Data records
[BEGIN]

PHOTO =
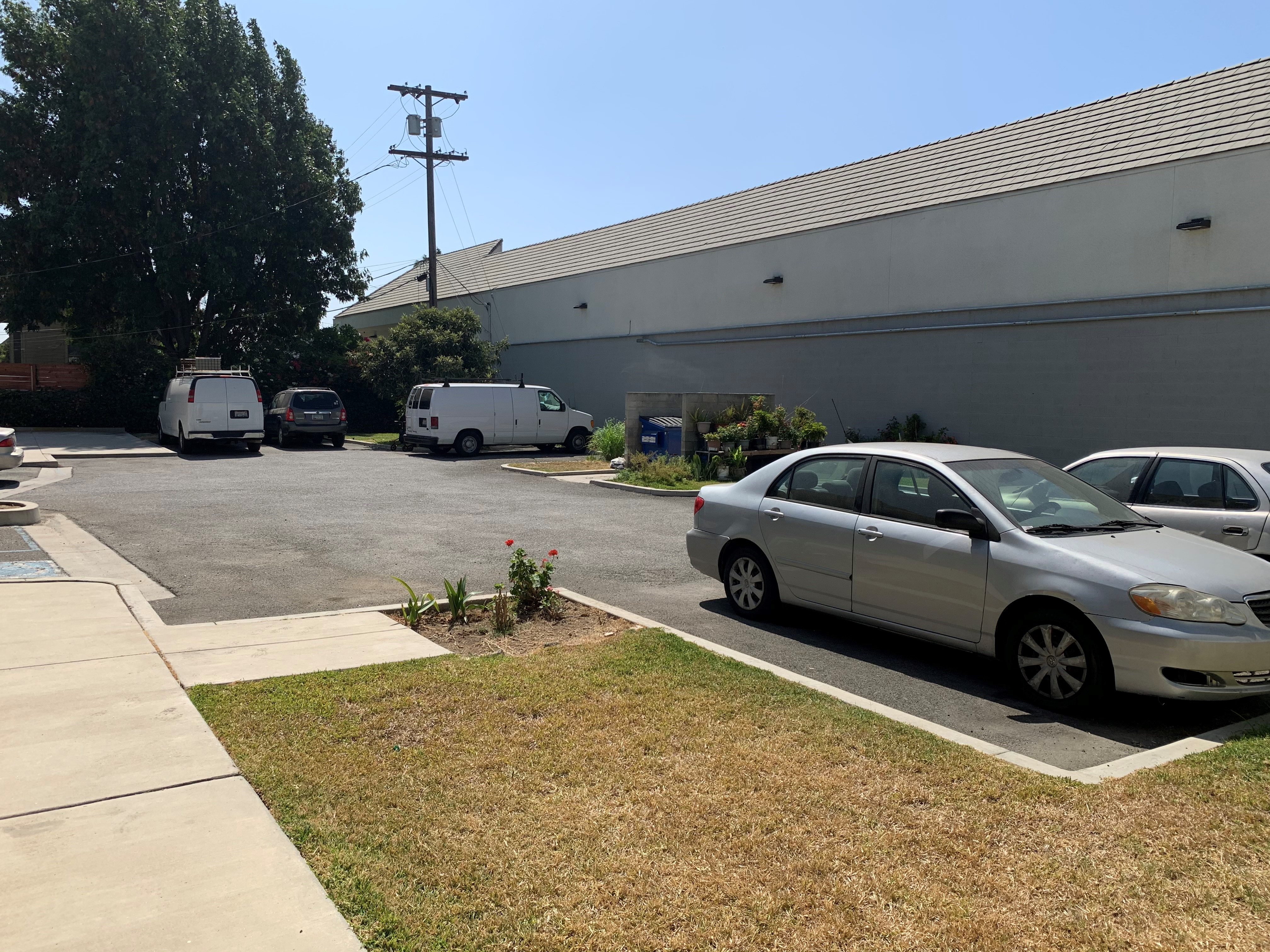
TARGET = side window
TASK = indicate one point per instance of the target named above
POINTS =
(781, 488)
(1117, 475)
(827, 480)
(912, 494)
(1239, 493)
(1192, 484)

[END]

TASK TO CARRY OUT:
Scale the records above by reproducing every line with its wording unchanged and multiplying each coordinate in the answers by 2.2, rounding to the nearest whole number with halves rounded up. Leave the pictures out of your version.

RESULT FOR THIS TASK:
PHOTO =
TARGET = side window
TASK = indicate one point per instance of the target named above
POINTS =
(1718, 1074)
(2457, 1045)
(1819, 1056)
(2006, 1087)
(2726, 1085)
(2622, 1065)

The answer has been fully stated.